> GOAL OF THE EXERCISE
Please give the lines of the material below as a JSON list of strings, one string per line, leaving out blank lines. Cover only the part from the start of the material through the line containing "126L203 139L208 127ZM90", with that line included.

-- Begin ENTRIES --

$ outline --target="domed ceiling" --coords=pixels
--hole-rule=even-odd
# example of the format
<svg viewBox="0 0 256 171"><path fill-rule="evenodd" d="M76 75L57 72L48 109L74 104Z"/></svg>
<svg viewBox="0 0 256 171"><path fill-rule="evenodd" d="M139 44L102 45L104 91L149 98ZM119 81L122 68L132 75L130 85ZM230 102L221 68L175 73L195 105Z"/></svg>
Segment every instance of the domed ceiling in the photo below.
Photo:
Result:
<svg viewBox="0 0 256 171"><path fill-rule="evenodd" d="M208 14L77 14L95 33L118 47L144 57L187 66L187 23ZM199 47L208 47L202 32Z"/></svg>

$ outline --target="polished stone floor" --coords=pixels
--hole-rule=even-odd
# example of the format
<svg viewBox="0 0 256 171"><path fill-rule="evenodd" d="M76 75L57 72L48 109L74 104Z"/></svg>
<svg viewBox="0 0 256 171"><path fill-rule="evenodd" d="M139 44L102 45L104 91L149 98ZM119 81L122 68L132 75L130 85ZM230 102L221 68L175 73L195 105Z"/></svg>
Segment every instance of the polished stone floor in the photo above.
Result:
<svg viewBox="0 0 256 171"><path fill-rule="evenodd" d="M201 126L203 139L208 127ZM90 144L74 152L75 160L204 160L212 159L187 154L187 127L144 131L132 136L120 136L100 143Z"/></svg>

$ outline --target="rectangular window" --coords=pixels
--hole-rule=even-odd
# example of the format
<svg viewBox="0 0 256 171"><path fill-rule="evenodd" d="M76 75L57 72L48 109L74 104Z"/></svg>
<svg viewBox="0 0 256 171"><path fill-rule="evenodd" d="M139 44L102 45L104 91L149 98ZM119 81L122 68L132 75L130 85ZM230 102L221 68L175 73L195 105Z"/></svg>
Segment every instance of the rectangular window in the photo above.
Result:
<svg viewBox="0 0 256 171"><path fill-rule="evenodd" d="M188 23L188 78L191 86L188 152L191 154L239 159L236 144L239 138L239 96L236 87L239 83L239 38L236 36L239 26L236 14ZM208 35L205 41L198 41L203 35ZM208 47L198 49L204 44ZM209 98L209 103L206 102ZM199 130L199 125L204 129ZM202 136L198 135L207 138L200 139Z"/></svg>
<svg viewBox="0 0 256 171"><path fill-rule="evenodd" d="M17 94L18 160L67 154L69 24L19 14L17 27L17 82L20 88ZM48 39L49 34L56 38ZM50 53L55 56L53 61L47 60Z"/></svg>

-- End ENTRIES --

> RESPONSE
[
  "$ outline --target=\"domed ceiling\" --coords=pixels",
  "--hole-rule=even-odd",
  "# example of the format",
  "<svg viewBox=\"0 0 256 171\"><path fill-rule=\"evenodd\" d=\"M76 75L57 72L48 109L74 104Z\"/></svg>",
  "<svg viewBox=\"0 0 256 171\"><path fill-rule=\"evenodd\" d=\"M139 44L102 45L104 91L149 98ZM119 81L122 68L132 75L130 85ZM230 102L221 68L175 73L195 105Z\"/></svg>",
  "Segment every instance of the domed ceiling in the photo below.",
  "Photo:",
  "Result:",
  "<svg viewBox=\"0 0 256 171\"><path fill-rule=\"evenodd\" d=\"M208 14L77 14L95 33L118 47L144 57L187 66L187 23ZM199 47L208 47L202 32Z\"/></svg>",
  "$ outline --target=\"polished stone floor\" --coords=pixels",
  "--hole-rule=even-odd",
  "# example of the format",
  "<svg viewBox=\"0 0 256 171\"><path fill-rule=\"evenodd\" d=\"M76 75L57 72L48 109L74 104Z\"/></svg>",
  "<svg viewBox=\"0 0 256 171\"><path fill-rule=\"evenodd\" d=\"M139 44L102 45L104 91L149 98ZM119 81L122 68L132 75L130 85ZM230 102L221 68L175 73L195 105Z\"/></svg>",
  "Segment every instance of the polished stone floor in the photo above.",
  "Result:",
  "<svg viewBox=\"0 0 256 171\"><path fill-rule=\"evenodd\" d=\"M201 126L203 139L208 127ZM90 144L74 152L75 160L204 160L212 159L187 154L187 127L144 131L132 136L120 136L100 143Z\"/></svg>"
]